### Text section:
::::::
2. When granting loans it is always necessary to ascertain not only how much ready money is available but also for what periods it has been advanced to the association. Money which has been deposited for four months can under no circumstances be loaned for seven months, because when the time comes to repay the deposit there will be no possibility of getting this money from the borrower. In short, the periods for which loans are granted must always be more or less dovetailed with the periods for the repayment of deposits and borrowings, since any discrepancy in this respect can put the association in an exceptionally difficult position.
One can see that the importance of co-operative credit is immeasurably greater than mere help given to individual households in their work. As the co-operative credit system develops and grows stronger, it inevitably attracts, in the form of deposits, all the unused money in rural areas. By supplementing them with the resources and capital of the state, obtained through banks, it makes credit cheap and accessible to every peasant, and makes it generally available. As is now the case in industry, most of the circulating capital in agriculture will be borrowed, and borrowed through co­operatives. It is this borrowed co-operative capital which would be used to build up and organize butter manufacturing and potato-grinding factories, centres for stock-breeding, for the handling of machinery and for grain-cleaning, mills and other co-operative buildings; and this same borrowed co-operative capital would form the basis for all marketing, purchasing and reprocessing operations. In other words, if all the operations just enumerated acquire a wide scope, then they will lead to the gradual co-operative socialization of all capital circulating in agriculture and on the market for agricultural products.
::::::
Pointing dataset records
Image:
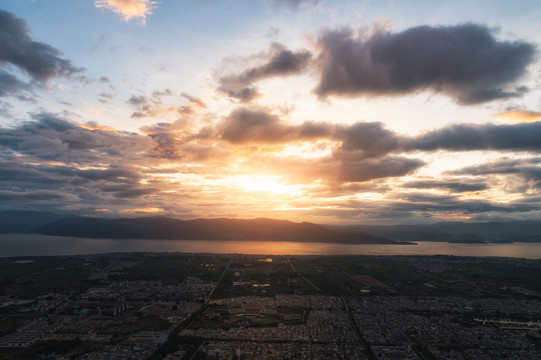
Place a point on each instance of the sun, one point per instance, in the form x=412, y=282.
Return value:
x=264, y=183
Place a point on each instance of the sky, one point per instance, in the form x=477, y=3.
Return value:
x=335, y=112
::::::
### What to do:
a – According to the text on co-operative credit, for how long can money deposited for four months under no circumstances be loaned?
b – In the records, take the part that opens with the line containing "Place a point on each instance of the sky, one" and closes at the end of the records, and write those lines out again with "sky" replaced by "horizon" and nothing else altered. Give only those lines.
The text and the records were taken from separate sources.

### Task results:
a – Seven months.

b –
Place a point on each instance of the horizon, one point per instance, in the form x=477, y=3.
Return value:
x=335, y=112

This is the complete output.